| Exercise requirements |
(1) In the passage about Hendry's snooker seasons, by what score did Hendry beat John Higgins in the 1996–97 UK Championship final?
(2) Continue the passage about Hendry's snooker seasons.

In the 1995–96 season, Hendry again won all three Triple Crown events: He defeated Peter Ebdon 10–3 to win his fourth UK Championship, defeated O'Sullivan 10–5 to win his sixth Masters, and defeated Ebdon 18–12 in the 1996 World Championship final to win his sixth world title, equalling the modern-era record held by Ray Reardon and Steve Davis. Hendry remains the only player to win all three Triple Crown events in two different seasons. He was named the BBC Scotland Sports Personality of the Year for a second time in 1996. In the 1996–97 season, Hendry won his fifth UK Championship, coming from 4–8 behind to defeat John Higgins 10–9 in the final. In the best-of-17 Liverpool Victoria Charity Challenge final, he led O'Sullivan 8–2 but O'Sullivan won six consecutive frames to take the match to a deciding frame. However, Hendry won the decider with a maximum break for a 9–8 victory, making him the only player to make a maximum break in the deciding frame of a final. At the 1997 World Championship, Hendry reached a sixth consecutive world final but lost 12–18 to Doherty, his first defeat in a world final and his first loss at the Crucible since 1991. His 29 consecutive victories at the Crucible over that period remains a record.

| Record extracts |
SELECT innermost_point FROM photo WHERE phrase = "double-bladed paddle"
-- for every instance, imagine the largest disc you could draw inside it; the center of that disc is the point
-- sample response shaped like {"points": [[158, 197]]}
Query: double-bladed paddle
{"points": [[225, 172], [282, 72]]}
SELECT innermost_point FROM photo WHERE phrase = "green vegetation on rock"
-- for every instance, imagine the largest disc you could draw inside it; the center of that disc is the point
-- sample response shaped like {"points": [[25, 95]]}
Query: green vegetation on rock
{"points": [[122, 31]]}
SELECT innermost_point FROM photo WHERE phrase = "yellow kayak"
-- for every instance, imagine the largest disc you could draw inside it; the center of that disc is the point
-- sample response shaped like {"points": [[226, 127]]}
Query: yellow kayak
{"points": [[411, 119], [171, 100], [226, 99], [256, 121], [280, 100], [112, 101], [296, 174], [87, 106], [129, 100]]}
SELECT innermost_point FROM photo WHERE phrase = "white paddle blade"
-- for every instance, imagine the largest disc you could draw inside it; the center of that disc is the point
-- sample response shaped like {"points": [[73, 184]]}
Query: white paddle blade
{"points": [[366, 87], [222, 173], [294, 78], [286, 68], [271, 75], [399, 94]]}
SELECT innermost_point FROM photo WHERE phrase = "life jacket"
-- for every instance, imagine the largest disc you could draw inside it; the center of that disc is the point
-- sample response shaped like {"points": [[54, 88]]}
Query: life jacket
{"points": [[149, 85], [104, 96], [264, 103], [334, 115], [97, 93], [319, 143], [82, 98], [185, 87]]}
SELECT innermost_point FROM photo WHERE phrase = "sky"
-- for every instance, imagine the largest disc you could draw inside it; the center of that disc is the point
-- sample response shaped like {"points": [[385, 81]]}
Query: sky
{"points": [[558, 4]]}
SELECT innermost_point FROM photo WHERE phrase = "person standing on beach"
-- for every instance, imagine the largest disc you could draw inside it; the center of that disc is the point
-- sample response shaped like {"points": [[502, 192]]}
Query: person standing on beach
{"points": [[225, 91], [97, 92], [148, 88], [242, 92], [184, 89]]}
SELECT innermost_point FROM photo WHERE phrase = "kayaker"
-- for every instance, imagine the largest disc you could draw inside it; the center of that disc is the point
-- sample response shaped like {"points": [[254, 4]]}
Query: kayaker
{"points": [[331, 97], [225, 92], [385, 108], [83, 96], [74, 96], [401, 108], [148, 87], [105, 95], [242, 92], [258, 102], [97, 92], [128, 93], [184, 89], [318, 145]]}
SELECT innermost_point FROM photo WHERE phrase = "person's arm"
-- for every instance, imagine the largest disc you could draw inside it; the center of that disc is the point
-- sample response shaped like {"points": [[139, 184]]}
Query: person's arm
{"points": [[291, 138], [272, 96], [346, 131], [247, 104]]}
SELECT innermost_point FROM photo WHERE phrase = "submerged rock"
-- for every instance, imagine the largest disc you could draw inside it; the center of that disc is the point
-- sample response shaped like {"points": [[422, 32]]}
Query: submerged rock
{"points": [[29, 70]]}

| Answers |
(1) 10–9

(2)
Hendry won only one ranking title in the 1997–98 season, despite reaching two of the three Triple Crown finals. He lost the UK Championship final 6–10 to O'Sullivan. In the 1998 Masters final, he led Williams 9–6, needing just one frame for victory. However, Williams took the match to a deciding frame and went on to win on a re-spotted black. At the 1998 World Championship, Hendry lost 4–10 to White in the first round. After eight consecutive seasons as world number one, he fell to second place in the rankings behind the new world champion John Higgins. In the 1998–99 season, he suffered a shock 0–9 whitewash to world number 73 Marcus Campbell in the first round of the UK Championship. It was then the heaviest professional defeat of Hendry's career, surpassing his 1–9 loss to Thorburn in the semi-finals of the 1987 International Open. Afterwards, Hendry stated that his confidence had "drained and drained" and that he would have to go "back to the drawing board" to recover his form. However, at the 1999 World Championship, he defeated O'Sullivan 17–13 in the semi-finals and Williams 18–11 in the final to win his seventh and last world title at age 30. Hendry held the modern-era record of seven world titles outright for the next 23 years, until O'Sullivan equalled it in 2022.

Later career (1999–2012)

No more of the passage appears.